You see how the percentage of “heads” outcomes fluctuates around the expected percentage of 50 and gradually converges to it. If the number of flips were much larger (like 1 million), the % Heads would be almost exactly 50% (or 0.5).

The variance of a Bernoulli distribution

Now let’s remember the general formula for the variance of a discrete probability distribution:

The formula for the statistical measure of dispersion called variance for discrete probability distributions

To calculate the variance, we first need to have calculated the mean of the distribution. Which we did. For a Bernoulli distribution it’s equal to the parameter p itself. Therefore:

$\textrm{Variance} = (p - 1)^2 \cdot p + (p - 0)^2 \cdot (1 - p)$

$= (p - 1)^2 \cdot p + p^2 \cdot (1 - p)$

Now let’s simplify:

$= p^3 - 2 \cdot p^2 + p + p^2 - p^3$

$= p - p^2 = p \cdot (1-p)$

Both forms in the last line are simple enough but the convention is to use the second. Therefore, the variance of a Bernoulli distribution is:

$\textrm{Variance} = p \cdot (1-p)$

Notice that this is simply multiplying the probabilities of the two possible outcomes. So, the mean of a Bernoulli distribution is the probability of one of the outcomes and the variance is the product of the probabilities of the two outcomes. There’s some beauty in this simplicity, isn’t there?

Also, notice that the variance is equal to zero when p = 0 or p = 1. This is because each of those values for p implies complete certainty of the outcomes (either all 0s or all 1s). Which essentially makes it a deterministic variable with no variance. Take a look at a plot that shows the variance of a Bernoulli distribution as a function of the parameter p:

A plot of the variance of Bernoulli distributions as a function of the parameter p (an inverted U shape)

Notice how the variance has a maximum value of 0.25 when p = 0.5 and gradually reduces to 0 as p goes further away from 0.5. Intuitively, this is so because the closer p is to 0.5, the more diverse a sequence of outcomes will be (and vice versa).

- _Dataset rows_:
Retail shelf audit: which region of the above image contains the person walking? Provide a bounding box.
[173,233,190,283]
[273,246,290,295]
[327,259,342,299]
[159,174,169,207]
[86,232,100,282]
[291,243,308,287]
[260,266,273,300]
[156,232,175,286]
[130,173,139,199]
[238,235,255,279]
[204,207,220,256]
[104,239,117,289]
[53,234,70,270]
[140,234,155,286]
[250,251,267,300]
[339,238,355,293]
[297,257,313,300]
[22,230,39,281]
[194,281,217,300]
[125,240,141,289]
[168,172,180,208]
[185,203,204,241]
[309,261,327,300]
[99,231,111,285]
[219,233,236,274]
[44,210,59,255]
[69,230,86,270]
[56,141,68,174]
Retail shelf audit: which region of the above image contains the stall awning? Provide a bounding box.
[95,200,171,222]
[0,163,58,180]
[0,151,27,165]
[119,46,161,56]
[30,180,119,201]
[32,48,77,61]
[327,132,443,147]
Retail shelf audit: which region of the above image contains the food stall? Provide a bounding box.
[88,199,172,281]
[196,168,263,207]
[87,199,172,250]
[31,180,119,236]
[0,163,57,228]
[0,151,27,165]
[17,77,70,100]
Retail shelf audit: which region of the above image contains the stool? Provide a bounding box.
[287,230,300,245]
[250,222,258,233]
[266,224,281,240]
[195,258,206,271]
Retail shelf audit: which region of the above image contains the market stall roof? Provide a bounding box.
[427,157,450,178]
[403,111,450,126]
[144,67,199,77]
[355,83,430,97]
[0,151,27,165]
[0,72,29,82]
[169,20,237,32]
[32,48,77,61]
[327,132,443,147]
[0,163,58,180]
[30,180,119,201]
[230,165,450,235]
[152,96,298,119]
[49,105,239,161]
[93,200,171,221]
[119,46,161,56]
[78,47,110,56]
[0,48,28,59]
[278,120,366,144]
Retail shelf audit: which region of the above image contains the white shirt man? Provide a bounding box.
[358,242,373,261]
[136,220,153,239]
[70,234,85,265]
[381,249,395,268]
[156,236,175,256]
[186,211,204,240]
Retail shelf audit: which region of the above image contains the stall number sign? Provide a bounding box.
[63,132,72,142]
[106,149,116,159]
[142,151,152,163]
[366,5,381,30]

- _Stated goal_:
Reproduce the part of the Bernoulli variance excerpt between "Also, notice that" and "inverted U shape)", inclusive.

- _Exercise response_:
Also, notice that the variance is equal to zero when p = 0 or p = 1. This is because each of those values for p implies complete certainty of the outcomes (either all 0s or all 1s). Which essentially makes it a deterministic variable with no variance. Take a look at a plot that shows the variance of a Bernoulli distribution as a function of the parameter p:

A plot of the variance of Bernoulli distributions as a function of the parameter p (an inverted U shape)